Zadanie 1:
Sprawdź, czy poniższe zdania zgadzają się z wywiadem z Maleńczukiem podanym niżej. Przy każdym odpowiedz „tak” lub „nie” i przytocz dosłownie rozstrzygające słowa wywiadu.
(a) Rozmówca zrobił reklamę tylko raz w życiu.
(b) Po rezygnacji z Psychodancingu rozmówca zbiedniał.
(c) Rozmówcy zdarzało się tresować kelnerów.
Zadanie 2: Poprowadź dalej wywiad z Maleńczukiem. Zacznij zaraz po jego ostatnim zdaniu.
== Źródło
Pieniądze rzecz nabyta. Rozdaję je na prawo i lewo, dzielę się, ile wlezie. Im więcej się dzielę, tym więcej zarabiam. Jak zrezygnowałem z Psychodancingu, obwieściłem, że będę chciał grać jazz, myślałem, że będę miał flautę finansową. Do dziś nie mam przekonania, że zarobię na tym jazzie. Wziąłem gitarę, przypomniałem sobie piosenki ulicy i zagrałem kilka koncertów. Ludzie wykupują bilety, kradną butelki z wodą, której się napiłem, zrobiła się z tego hekatomba. W krótkim czasie stwierdziliśmy, że stawki są za niskie. Zamiast zbiednieć, znowu się wzbogaciłem. Nadal więc będę się dzielić. Moje dzieci zawsze mogą przyjść do mnie po forsę.
A pierwsze duże zarobione przez ciebie pieniądze? Zrobiły na tobie wrażenie?
Raz w życiu zrobiłem reklamę. Każdy mniej więcej wie, ile się zarabia w show biznesie, a reklama to już większe kwoty, kilkaset tysięcy. Zdarzyło mi się to raz w życiu i nie zrobiło na mnie wrażenia, bo nie była to kwota, której nie mogłem wydać. Jestem autorem kilkuset utworów pozgłaszanych do ZAIKS-u. Gdybym się ciężko rozchorował, nie mógł występować to jakiś czas uda mi się przeżyć z tantiem.
Artysta prywatnie chciałby już zostać dziadkiem (fot. mat. pras. )
Próżność artysty łechce, gdy ktoś kradnie butelkę z wodą?
Akurat to tak, zwłaszcza jeśli to jest fajna dziewczyna, to jest to fajne. Sama próżność jest czymś z czym należy walczyć, trzeba temperować. Nie rosnąć, nie puchnąć. „Jestem celebrytą, gdzie ten kelner”. Potrafiłem denerwować menadżerów, mieć maniery gwiazdy, ale nigdy nie tresowałem kelnerów. Co się stało, że się nawróciłeś?
Spójrz na mnie. To blef (śmiech). Bardzo chętnie utrzymuję wszystkich w tym przekonaniu, że się nawróciłem. Nie spóźniam się na umówione spotkania, jak obiecam, że przyjdę to przychodzę, jak pożyczę kasę, to oddaję. Oprócz chuligańskiego sztafażu, jestem occurant.
Był taki moment, kiedy stwierdziłeś: „Maleńczuk nie tędy droga, czas spokornieć”?
Było kilka takich momentów. Całkiem niedawno zapadłem na zdrowiu. Źle się poczułem, udałem się do doktora. Usłyszałem, że jeśli nie przestanę pić i palić to będzie źle. Przestraszyłem się, że jak dostanę w mordę, to sobie nie poradzę w bójce.
Często się chyba nie bijesz?
====
== Dostarczone rekordy
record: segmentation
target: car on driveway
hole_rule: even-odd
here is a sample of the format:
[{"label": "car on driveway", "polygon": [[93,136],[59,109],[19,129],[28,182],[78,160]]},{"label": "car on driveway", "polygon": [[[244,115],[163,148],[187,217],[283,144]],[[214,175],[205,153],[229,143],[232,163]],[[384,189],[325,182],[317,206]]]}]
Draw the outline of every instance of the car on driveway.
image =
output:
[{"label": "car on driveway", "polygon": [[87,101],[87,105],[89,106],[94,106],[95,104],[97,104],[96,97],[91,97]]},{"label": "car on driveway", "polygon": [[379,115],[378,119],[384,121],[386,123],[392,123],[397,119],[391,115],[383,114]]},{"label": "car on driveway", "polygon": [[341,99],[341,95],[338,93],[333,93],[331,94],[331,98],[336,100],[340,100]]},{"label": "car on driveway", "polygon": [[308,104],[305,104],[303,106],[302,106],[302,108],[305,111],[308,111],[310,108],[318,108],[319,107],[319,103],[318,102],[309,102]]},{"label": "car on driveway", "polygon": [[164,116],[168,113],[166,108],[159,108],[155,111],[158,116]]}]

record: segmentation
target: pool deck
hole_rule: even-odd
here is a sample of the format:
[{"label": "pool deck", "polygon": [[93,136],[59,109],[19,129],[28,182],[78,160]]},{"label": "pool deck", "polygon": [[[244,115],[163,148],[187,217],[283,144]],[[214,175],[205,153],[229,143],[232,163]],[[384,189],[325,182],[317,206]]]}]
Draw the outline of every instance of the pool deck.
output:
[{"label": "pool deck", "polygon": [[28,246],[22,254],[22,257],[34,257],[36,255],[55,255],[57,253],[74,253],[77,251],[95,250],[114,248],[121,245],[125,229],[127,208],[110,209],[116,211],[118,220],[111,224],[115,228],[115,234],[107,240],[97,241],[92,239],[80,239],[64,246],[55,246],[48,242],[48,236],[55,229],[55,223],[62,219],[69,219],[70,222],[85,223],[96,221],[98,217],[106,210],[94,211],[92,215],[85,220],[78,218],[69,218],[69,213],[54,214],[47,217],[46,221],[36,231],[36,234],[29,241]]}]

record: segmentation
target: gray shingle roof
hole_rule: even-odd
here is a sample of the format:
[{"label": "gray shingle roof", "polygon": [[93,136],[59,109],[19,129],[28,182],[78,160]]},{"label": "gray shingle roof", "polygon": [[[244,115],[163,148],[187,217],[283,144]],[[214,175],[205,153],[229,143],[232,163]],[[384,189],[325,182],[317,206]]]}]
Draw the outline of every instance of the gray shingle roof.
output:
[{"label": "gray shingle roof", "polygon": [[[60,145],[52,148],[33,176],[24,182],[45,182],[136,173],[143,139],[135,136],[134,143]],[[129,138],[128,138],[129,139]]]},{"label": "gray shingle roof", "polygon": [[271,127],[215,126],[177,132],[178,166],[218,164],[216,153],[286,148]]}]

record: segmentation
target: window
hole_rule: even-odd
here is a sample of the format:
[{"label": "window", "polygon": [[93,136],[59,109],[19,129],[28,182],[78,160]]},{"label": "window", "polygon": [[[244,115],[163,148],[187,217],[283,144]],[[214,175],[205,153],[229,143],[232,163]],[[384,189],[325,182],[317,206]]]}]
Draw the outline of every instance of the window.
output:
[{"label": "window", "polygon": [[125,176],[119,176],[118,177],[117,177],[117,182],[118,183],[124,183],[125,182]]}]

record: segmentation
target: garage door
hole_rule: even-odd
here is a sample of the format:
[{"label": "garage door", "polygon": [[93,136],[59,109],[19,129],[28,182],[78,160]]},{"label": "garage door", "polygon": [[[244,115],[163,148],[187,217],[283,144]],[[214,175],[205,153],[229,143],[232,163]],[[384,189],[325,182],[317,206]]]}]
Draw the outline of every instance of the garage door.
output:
====
Odpowiedź 1:
(a) Tak: „Raz w życiu zrobiłem reklamę.”
(b) Nie: „Zamiast zbiednieć, znowu się wzbogaciłem.”
(c) Nie: „ale nigdy nie tresowałem kelnerów.”

Odpowiedź 2:
Nie często, ale ostatnio mi się zdarzyło, bo nie chciałem sobie zrobić selfie.
Nie boisz się, że będą cię wytykać palcami, że co on takiego wymyślił, po co się za to bierze?
Pewnie będą, ale ja wtedy biorę saksofon i mam pełną salę. Jestem na to gotowy. Zdaję sobie sprawę, że w mniemaniu wielu wdzieram się na ich teren, ale przepraszam, wielokrotnie wy wdzieraliście się na mój. Niech sobie jazzmani wymyślają, że ich gatunek tak nisko upadł. Jest taki kawał o jazzmanach, że gdy wychodzą z jakiejś gali, to pod budynkiem stoją jaguary dla hip-hopowców, a kawałek dalej jest przystanek autobusowy dla jazzmanów. Szanuję tych ludzi, trzeba włożyć dużo pracy, żeby grać tak jak chociażby Coltraine.
Wspomniałeś o hip-hopowcach. Ich muzyka często się ostatnio łączy z jazzem…
Uważam, że to dla jazzmanów mezalians, a dla hip-hopowców nobilitacja, ale oni pewnie uważają na odwrót.
A ty jakiego mezaliansu byś nie popełnił?
Operetkowego. Nie wykonam piosenki „Brunetki, blondynki” i całego tego szajsu. Nie cierpię operetki. To muzyka poważna dla idiotów albo wojskowych.
Łatwo kończysz?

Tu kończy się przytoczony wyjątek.